### BRIEF
Copy the listing below word for word, leaving out the pictures.

(Entries labeling image locations)
· · · · ·
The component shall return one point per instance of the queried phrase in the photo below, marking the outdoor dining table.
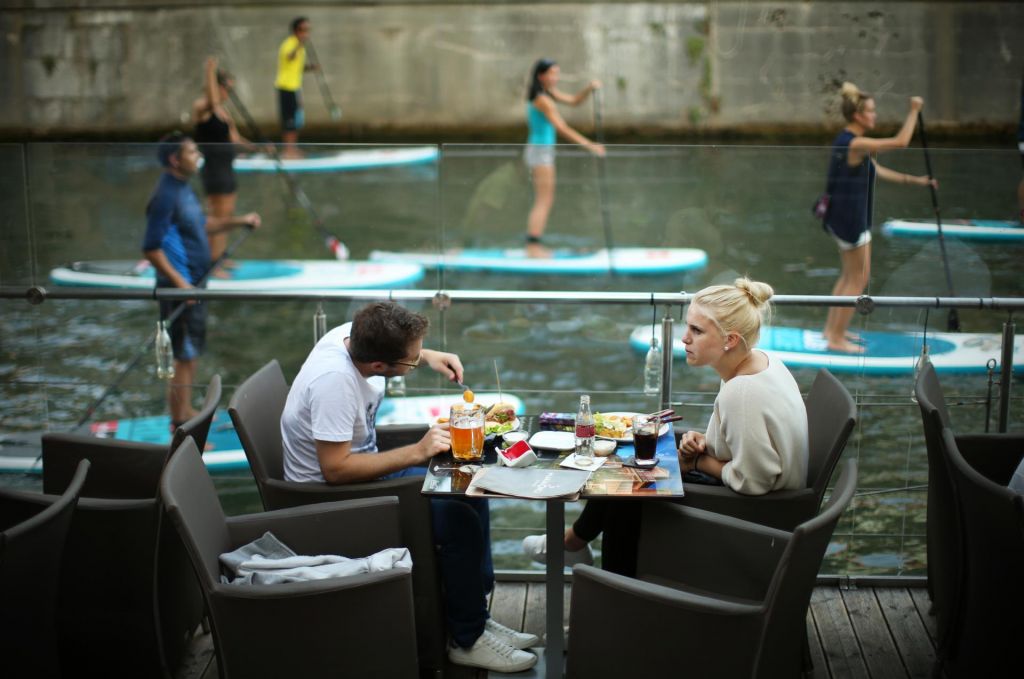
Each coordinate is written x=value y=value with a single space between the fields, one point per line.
x=611 y=480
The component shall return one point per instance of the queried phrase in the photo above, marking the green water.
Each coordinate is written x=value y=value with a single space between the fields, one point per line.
x=749 y=207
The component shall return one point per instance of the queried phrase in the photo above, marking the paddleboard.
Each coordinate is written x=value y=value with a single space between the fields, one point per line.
x=19 y=453
x=633 y=261
x=250 y=274
x=886 y=352
x=968 y=229
x=341 y=161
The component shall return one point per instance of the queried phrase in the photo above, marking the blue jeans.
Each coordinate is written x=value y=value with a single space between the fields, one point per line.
x=462 y=532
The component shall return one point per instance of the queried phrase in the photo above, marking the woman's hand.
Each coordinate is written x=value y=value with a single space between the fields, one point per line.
x=692 y=443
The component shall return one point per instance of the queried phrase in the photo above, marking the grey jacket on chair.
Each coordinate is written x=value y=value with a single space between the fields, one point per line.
x=359 y=626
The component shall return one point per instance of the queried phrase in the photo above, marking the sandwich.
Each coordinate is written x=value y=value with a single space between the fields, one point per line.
x=501 y=413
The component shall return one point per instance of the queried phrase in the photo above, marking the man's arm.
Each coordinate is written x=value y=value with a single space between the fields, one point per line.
x=340 y=465
x=446 y=364
x=163 y=266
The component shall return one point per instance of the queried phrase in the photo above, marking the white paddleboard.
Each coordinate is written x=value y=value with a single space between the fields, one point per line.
x=633 y=261
x=250 y=274
x=968 y=229
x=19 y=454
x=886 y=352
x=340 y=161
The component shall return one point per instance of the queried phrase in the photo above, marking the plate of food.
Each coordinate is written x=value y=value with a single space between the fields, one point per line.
x=619 y=426
x=498 y=419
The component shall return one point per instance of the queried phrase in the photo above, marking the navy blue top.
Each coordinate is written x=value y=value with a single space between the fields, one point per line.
x=176 y=224
x=851 y=192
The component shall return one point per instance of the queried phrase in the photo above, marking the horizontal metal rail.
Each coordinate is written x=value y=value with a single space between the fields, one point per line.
x=864 y=303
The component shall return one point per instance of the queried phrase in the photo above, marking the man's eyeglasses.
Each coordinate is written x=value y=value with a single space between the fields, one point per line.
x=407 y=364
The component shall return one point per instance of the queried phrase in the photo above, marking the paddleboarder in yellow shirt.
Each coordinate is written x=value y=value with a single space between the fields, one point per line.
x=291 y=66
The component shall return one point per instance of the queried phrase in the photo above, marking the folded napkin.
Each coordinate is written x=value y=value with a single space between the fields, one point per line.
x=268 y=561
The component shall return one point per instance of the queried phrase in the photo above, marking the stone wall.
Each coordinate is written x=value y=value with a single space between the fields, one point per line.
x=458 y=68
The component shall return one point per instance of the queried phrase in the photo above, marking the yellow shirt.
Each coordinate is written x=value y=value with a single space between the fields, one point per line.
x=290 y=71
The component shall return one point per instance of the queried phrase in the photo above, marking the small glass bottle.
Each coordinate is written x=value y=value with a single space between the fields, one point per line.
x=165 y=353
x=585 y=432
x=652 y=368
x=395 y=386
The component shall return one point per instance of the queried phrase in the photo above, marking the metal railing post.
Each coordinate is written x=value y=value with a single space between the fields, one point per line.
x=1006 y=373
x=667 y=359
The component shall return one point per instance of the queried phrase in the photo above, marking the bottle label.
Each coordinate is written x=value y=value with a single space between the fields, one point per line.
x=585 y=430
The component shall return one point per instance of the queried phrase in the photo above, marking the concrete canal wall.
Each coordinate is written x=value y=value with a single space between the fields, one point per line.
x=458 y=70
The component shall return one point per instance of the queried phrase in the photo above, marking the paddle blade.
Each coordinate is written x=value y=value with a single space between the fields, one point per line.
· · · · ·
### TASK RESULT
The component shall return one point per instance of the queried phrase in the photo below, marking the outdoor dining table.
Each coordinate is written x=value y=value with a single space between the fields, one point per line.
x=611 y=480
The component shall return one point per instance of the queried phrase in the photo above, marking the green water.
Each coordinate is written x=value y=value with a single space between the fields, one point per line.
x=749 y=207
The component shall return one point per instance of the queried phrase in the photo above, marking the paddleboard.
Each coordinate is written x=value y=value with a single space between the fields, one point per line.
x=19 y=453
x=633 y=261
x=250 y=274
x=886 y=352
x=968 y=229
x=341 y=161
The component shall return one point per instance of the queried phrase in the photo above, marking the blue jeans.
Each coordinate is written x=value y=value with a single space between the fields, one point per line.
x=462 y=532
The component shall return one point per instance of the queried phrase in the photo above, marking the woman's hand.
Each coordinate is written x=value y=value with a single space between the fields, one point per line.
x=692 y=443
The component shall return one point per instance of the queried phrase in the photo above, marking the grey jacket on chair.
Each coordinate is written x=value y=value with a single space between the fields, one point per line.
x=359 y=626
The component shall return one point per instance of the queried phrase in the photo above, marking the sandwich.
Each coordinate is written x=value y=value with a single space between the fields, one point per line.
x=501 y=413
The component shall return one point per instance of the queried phrase in the photo above, marking the man's arm.
Each coordinate is written x=value y=value with a single space between the fields, one point per line.
x=340 y=465
x=446 y=364
x=163 y=266
The component shall return one point per instance of the queried phrase in the photo above, marking the white paddleboard.
Each coordinate is written x=value y=value with a single space between the fields, one point per line.
x=633 y=261
x=250 y=274
x=968 y=229
x=19 y=454
x=886 y=352
x=340 y=161
The component shall return one point per instance of the queried phrase in the photo above, marking the plate of food.
Each coordinate is written x=value y=value with a single space between the fields, one point per line.
x=619 y=426
x=498 y=419
The component shall return one point per instance of the queried phrase in the photo above, marking the navy blue top.
Each coordinate is written x=value y=value with a single space between the fields, one point per line.
x=176 y=224
x=851 y=192
The component shall return one point per instance of the queried phrase in the photo above, marking the horizontal metal rail.
Each coordinate is written x=value y=value with a single space between the fields, one point per line.
x=864 y=303
The component shall return one point per instance of the queried phrase in the photo above, marking the man's eyeglasses.
Each coordinate is written x=value y=value with a single space between the fields, one point per line.
x=407 y=364
The component shall return one point per instance of the queried phrase in the photo above, marking the paddleboarder in yellow shirt.
Each coordinate is written x=value y=value with a single space between the fields, one point per line.
x=291 y=66
The component shall return one point per instance of the queried phrase in the photo above, marking the folded napkin.
Each coordinate is written x=value y=value with a single space between the fields, one point per line.
x=268 y=561
The component shall return one point per instance of the queried phrase in the photo above, marking the stone wall.
Each coordinate is written x=value y=value with a single space between the fields, one point per line.
x=458 y=68
The component shall return one point per instance of the queried phrase in the photo above, marking the yellow shirt.
Each coordinate is written x=value y=value with a single space between the fields, one point per line.
x=290 y=71
The component shall return one point per instance of the queried phrase in the photo above, marking the small glass bottle.
Each coordinate is written x=value y=value with a single space between the fields, one point per line.
x=165 y=353
x=585 y=432
x=652 y=368
x=395 y=386
The component shall return one point per instance of the queried phrase in the photo above, marking the metal railing post.
Each coordinate is written x=value y=value with a single space between the fields, one point per line.
x=1006 y=373
x=667 y=359
The component shall return one point per instance of the queried phrase in the photo above, marking the bottle label.
Each coordinate is written x=value y=value with a single space between the fields, one point per line.
x=585 y=430
The component shall return one point per instance of the queried phrase in the photo above, marking the concrete canal wall.
Each coordinate is written x=value y=value with a single space between the fields, one point per line.
x=458 y=70
The component shall return one point per instance of the queried phrase in the photo above, marking the paddle blade.
Each coordinate is written x=value y=value with a single space between the fields, one point per line.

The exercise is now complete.